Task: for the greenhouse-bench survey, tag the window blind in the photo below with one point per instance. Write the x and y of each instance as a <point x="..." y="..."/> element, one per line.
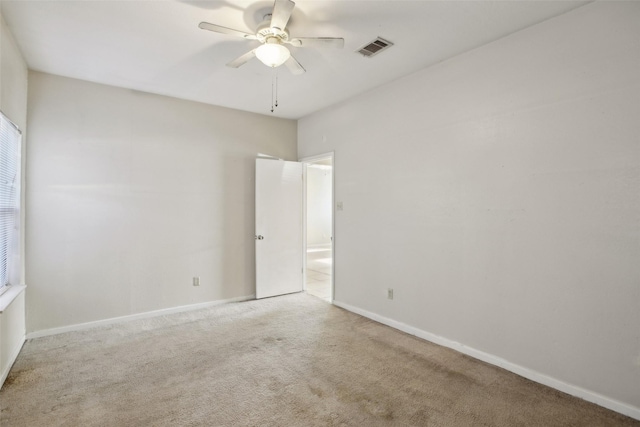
<point x="10" y="153"/>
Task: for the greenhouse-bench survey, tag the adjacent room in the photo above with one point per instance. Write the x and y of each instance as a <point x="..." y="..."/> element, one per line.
<point x="364" y="213"/>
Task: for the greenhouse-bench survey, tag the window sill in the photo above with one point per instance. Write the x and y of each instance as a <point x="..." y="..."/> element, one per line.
<point x="9" y="295"/>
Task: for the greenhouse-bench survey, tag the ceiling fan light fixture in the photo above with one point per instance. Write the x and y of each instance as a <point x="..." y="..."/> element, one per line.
<point x="272" y="54"/>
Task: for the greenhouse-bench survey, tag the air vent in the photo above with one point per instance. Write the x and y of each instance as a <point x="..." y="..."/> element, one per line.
<point x="375" y="47"/>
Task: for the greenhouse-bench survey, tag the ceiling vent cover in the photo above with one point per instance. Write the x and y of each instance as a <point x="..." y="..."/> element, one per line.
<point x="375" y="47"/>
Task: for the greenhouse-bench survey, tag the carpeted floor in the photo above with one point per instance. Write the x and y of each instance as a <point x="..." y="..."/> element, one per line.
<point x="287" y="361"/>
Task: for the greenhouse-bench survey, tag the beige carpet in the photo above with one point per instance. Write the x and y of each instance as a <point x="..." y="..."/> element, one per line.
<point x="286" y="361"/>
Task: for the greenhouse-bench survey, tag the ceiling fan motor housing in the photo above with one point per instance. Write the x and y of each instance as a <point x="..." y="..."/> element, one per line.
<point x="266" y="31"/>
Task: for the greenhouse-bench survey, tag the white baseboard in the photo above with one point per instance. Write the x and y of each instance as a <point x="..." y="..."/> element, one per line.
<point x="12" y="360"/>
<point x="145" y="315"/>
<point x="590" y="396"/>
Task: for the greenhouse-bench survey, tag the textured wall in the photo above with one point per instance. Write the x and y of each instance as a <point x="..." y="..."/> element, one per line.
<point x="131" y="195"/>
<point x="498" y="193"/>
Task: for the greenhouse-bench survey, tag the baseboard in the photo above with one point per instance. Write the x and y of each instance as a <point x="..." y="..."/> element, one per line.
<point x="12" y="360"/>
<point x="145" y="315"/>
<point x="321" y="246"/>
<point x="590" y="396"/>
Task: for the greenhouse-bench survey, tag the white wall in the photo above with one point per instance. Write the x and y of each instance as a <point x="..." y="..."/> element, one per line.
<point x="319" y="184"/>
<point x="499" y="194"/>
<point x="131" y="195"/>
<point x="13" y="103"/>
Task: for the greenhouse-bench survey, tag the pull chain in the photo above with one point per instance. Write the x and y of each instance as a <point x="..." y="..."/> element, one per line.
<point x="273" y="70"/>
<point x="274" y="89"/>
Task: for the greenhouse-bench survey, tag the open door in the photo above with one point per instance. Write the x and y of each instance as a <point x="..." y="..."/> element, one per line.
<point x="279" y="216"/>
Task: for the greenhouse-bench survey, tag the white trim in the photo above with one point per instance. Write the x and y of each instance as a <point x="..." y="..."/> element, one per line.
<point x="305" y="160"/>
<point x="9" y="294"/>
<point x="590" y="396"/>
<point x="11" y="361"/>
<point x="145" y="315"/>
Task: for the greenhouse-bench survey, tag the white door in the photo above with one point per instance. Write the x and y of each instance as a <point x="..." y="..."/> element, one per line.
<point x="278" y="227"/>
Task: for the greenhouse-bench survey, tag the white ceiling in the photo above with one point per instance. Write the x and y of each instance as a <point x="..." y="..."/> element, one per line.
<point x="156" y="46"/>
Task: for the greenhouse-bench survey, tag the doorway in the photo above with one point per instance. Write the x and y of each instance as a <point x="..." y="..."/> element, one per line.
<point x="318" y="215"/>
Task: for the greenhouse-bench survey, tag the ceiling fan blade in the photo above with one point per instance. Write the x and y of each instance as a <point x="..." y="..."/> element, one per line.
<point x="294" y="66"/>
<point x="241" y="60"/>
<point x="334" y="42"/>
<point x="281" y="13"/>
<point x="224" y="30"/>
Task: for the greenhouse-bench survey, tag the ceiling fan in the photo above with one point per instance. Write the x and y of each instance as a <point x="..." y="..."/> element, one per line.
<point x="273" y="35"/>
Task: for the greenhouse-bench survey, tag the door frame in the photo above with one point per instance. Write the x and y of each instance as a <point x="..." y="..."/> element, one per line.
<point x="306" y="161"/>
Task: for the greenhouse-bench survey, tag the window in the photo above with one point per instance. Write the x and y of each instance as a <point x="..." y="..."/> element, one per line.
<point x="9" y="201"/>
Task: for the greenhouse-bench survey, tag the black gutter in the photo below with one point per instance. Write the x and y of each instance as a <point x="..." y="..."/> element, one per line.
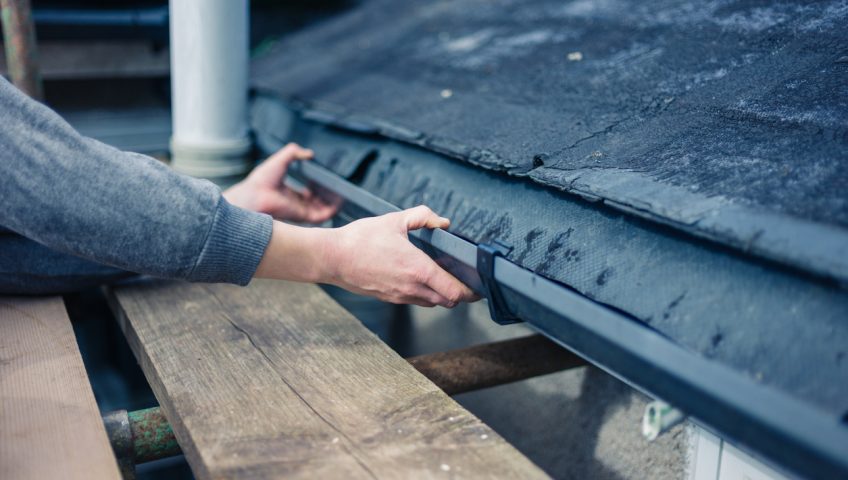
<point x="765" y="421"/>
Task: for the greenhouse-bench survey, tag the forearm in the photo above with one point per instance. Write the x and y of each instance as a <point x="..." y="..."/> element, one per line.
<point x="81" y="197"/>
<point x="297" y="253"/>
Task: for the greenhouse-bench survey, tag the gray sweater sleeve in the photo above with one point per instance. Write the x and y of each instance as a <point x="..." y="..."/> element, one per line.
<point x="78" y="196"/>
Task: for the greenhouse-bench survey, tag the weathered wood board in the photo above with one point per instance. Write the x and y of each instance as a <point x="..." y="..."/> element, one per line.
<point x="277" y="380"/>
<point x="50" y="426"/>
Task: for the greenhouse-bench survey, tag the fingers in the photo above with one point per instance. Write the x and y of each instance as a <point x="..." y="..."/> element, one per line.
<point x="272" y="171"/>
<point x="422" y="217"/>
<point x="447" y="286"/>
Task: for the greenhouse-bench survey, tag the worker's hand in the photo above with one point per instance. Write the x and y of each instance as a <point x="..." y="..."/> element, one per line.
<point x="264" y="191"/>
<point x="374" y="257"/>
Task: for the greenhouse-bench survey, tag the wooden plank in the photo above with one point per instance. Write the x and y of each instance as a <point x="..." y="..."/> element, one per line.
<point x="277" y="380"/>
<point x="50" y="426"/>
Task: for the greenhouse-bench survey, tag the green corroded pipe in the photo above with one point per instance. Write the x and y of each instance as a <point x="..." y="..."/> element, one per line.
<point x="139" y="437"/>
<point x="19" y="40"/>
<point x="152" y="435"/>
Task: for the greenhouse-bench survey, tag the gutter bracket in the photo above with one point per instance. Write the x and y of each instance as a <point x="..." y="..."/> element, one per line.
<point x="498" y="308"/>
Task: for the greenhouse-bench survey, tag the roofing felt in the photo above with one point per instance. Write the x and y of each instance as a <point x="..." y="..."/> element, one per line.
<point x="726" y="119"/>
<point x="633" y="121"/>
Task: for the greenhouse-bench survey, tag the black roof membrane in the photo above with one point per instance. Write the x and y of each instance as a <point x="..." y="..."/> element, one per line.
<point x="726" y="119"/>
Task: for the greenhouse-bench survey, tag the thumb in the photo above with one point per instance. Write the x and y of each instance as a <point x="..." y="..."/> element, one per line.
<point x="422" y="217"/>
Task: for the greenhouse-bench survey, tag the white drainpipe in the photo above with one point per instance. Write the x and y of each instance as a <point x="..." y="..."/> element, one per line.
<point x="209" y="63"/>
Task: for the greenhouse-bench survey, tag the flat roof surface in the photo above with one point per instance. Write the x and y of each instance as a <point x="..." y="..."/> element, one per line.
<point x="725" y="119"/>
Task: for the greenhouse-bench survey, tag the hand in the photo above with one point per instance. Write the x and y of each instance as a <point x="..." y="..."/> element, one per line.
<point x="374" y="257"/>
<point x="264" y="191"/>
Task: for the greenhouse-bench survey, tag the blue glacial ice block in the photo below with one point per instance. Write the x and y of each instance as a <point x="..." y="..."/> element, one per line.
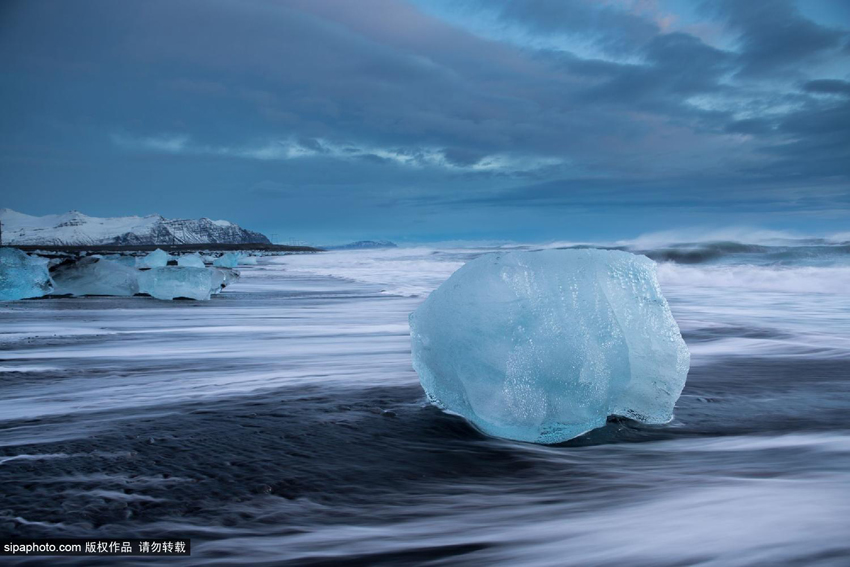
<point x="191" y="260"/>
<point x="544" y="346"/>
<point x="156" y="259"/>
<point x="22" y="276"/>
<point x="172" y="282"/>
<point x="96" y="276"/>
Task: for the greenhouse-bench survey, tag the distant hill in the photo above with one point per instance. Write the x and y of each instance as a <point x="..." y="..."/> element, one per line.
<point x="76" y="229"/>
<point x="363" y="245"/>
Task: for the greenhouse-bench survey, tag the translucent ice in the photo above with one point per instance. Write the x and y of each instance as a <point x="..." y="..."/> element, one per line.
<point x="96" y="276"/>
<point x="171" y="282"/>
<point x="22" y="276"/>
<point x="228" y="260"/>
<point x="123" y="259"/>
<point x="156" y="259"/>
<point x="221" y="278"/>
<point x="191" y="260"/>
<point x="543" y="346"/>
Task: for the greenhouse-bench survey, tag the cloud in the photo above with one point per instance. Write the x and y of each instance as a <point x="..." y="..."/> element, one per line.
<point x="293" y="149"/>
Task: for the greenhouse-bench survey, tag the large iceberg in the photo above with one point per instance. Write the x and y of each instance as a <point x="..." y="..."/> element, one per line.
<point x="22" y="276"/>
<point x="96" y="276"/>
<point x="171" y="282"/>
<point x="544" y="346"/>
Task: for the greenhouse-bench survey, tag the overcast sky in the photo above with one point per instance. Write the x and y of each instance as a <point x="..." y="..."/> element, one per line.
<point x="431" y="120"/>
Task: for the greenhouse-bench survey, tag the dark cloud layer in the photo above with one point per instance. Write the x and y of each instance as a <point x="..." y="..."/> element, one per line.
<point x="338" y="119"/>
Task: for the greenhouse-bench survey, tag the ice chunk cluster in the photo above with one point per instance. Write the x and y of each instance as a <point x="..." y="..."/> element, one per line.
<point x="22" y="276"/>
<point x="191" y="261"/>
<point x="227" y="260"/>
<point x="544" y="346"/>
<point x="156" y="259"/>
<point x="171" y="282"/>
<point x="96" y="276"/>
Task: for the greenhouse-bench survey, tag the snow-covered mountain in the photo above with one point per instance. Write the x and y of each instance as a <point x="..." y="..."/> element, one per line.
<point x="75" y="228"/>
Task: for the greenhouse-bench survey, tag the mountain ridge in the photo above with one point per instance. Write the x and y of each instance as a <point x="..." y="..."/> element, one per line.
<point x="75" y="228"/>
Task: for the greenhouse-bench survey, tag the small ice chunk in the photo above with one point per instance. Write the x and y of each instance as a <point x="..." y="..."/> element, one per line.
<point x="96" y="276"/>
<point x="22" y="276"/>
<point x="544" y="346"/>
<point x="191" y="261"/>
<point x="171" y="282"/>
<point x="221" y="278"/>
<point x="227" y="260"/>
<point x="123" y="259"/>
<point x="156" y="259"/>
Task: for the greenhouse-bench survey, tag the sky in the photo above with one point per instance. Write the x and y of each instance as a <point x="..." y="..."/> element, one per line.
<point x="430" y="120"/>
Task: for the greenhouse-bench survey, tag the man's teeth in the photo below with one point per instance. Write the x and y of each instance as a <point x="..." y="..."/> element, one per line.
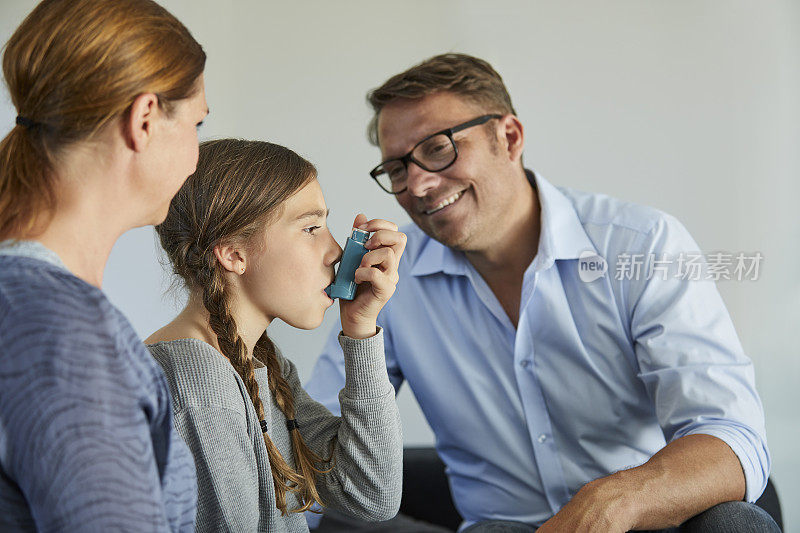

## Given request
Find every line in the records above that contains the string "cluster", matching case exactly, and copy each such line in full.

## Task answer
Task: for the greenhouse-bench survey, tag the ice chunk cluster in the photo above with one point per instance. Write the x and y of each instance as a <point x="..." y="..."/> element, one per line.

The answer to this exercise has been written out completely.